Bloc de texte
---------------

Hubert Reeves : "Il n'y a pas de plan B, nous sommes condamnés à apprendre à vivre avec notre planète"

Publié le 28 juillet 2017 à 14h21, mis à jour le 28 juillet 2017 à 19h03
Hubert Reeves : "Il n'y a pas de plan B, nous sommes condamnés à apprendre à vivre avec notre planète"

INTERVIEW - En une vingtaine d'années, pas moins de 4000 nouveaux mondes ont été découverts aux confins de notre galaxie. Le problème, c'est qu'ils se trouvent à des distances astronomiques. Il y a donc peu de chances qu'on s'y rende un jour. Pour l'astrophysicien Hubert Reeves, c'est la raison pour laquelle il faut changer notre regard sur la Terre et conserver notre planète "habitable".

Comme chaque année au cœur de l’été, la Nuit des étoiles permet aux astronomes amateurs d'admirer la magie du cosmos. Cette année, pour sa 27e édition, ce grand festival d’astronomie se tiendra du 28 au 30 juillet dans toute la France, avec pour thématique les "Terres Habitables". Des quoi ? Depuis 1995 et la découverte de la première planète extrasolaire, pas moins de 4000 nouveaux mondes ont été détectés dans notre galaxie, par le biais de télescopes surpuissants. "Ces planètes extrasolaires attirent l'attention des scientifiques, parce qu'elles ont un gabarit similaire à la Terre et se situent dans la zone dite 'habitable'", c'est-à-dire qu'elles ne sont ni trop proches, ni trop éloignées d’une étoile similaire à notre soleil. Une condition sine qua non au développement de la vie, explique l’astrophysicien Hubert Reeves, éternel parrain de La Nuit des étoiles. "Avec ces exoplanètes, on pourra peut-être un jour savoir s'il y a de la vie ailleurs dans l'univers", précise-t-il.

---------------

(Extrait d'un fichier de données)
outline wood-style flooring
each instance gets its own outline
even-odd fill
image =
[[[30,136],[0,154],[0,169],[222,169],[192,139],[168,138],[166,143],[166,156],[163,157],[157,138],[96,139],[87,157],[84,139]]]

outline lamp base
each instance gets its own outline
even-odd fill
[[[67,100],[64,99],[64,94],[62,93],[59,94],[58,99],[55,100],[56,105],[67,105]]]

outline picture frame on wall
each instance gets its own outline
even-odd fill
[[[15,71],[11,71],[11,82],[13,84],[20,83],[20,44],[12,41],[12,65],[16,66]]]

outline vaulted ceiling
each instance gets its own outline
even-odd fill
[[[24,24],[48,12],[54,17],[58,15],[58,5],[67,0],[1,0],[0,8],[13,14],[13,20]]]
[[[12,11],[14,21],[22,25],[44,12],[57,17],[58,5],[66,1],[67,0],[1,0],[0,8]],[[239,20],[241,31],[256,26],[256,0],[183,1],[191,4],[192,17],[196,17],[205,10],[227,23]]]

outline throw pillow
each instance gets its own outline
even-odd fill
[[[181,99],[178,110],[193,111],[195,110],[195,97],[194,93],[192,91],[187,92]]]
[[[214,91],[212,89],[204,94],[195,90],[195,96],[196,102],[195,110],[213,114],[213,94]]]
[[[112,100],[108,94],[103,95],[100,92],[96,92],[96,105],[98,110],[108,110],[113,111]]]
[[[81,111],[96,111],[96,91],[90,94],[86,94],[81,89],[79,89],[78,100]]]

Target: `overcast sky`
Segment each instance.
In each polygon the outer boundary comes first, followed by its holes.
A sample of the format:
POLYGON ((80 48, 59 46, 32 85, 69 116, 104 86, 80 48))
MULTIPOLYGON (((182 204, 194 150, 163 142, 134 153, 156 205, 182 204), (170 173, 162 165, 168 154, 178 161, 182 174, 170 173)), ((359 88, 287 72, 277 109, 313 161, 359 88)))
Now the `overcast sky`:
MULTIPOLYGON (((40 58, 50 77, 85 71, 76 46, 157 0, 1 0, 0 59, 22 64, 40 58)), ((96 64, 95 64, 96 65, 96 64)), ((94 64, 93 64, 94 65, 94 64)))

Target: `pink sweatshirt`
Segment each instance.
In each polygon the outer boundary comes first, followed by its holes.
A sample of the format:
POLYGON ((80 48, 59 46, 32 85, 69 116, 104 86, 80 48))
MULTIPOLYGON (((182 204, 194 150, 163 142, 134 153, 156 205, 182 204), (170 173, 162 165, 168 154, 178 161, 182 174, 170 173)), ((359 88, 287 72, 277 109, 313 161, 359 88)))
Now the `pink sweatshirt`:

---------------

Consignes
A. D'après l'article sur Hubert Reeves, quelle est la thématique de la 27e édition de la Nuit des étoiles ?
B. Traduisez en anglais cette phrase de l'article sur Hubert Reeves : « Il y a donc peu de chances qu'on s'y rende un jour. »
C. Dans l'article sur Hubert Reeves, relevez tous les nombres écrits en chiffres dans le paragraphe qui commence par « Comme chaque année au cœur de l’été ». Donnez-les dans leur ordre d'apparition.

Corrigés ci-dessous
A. La thématique est celle des « Terres Habitables ».

B. There is therefore little chance that we will ever go there.

C. 27, 28, 30, 1995, 4000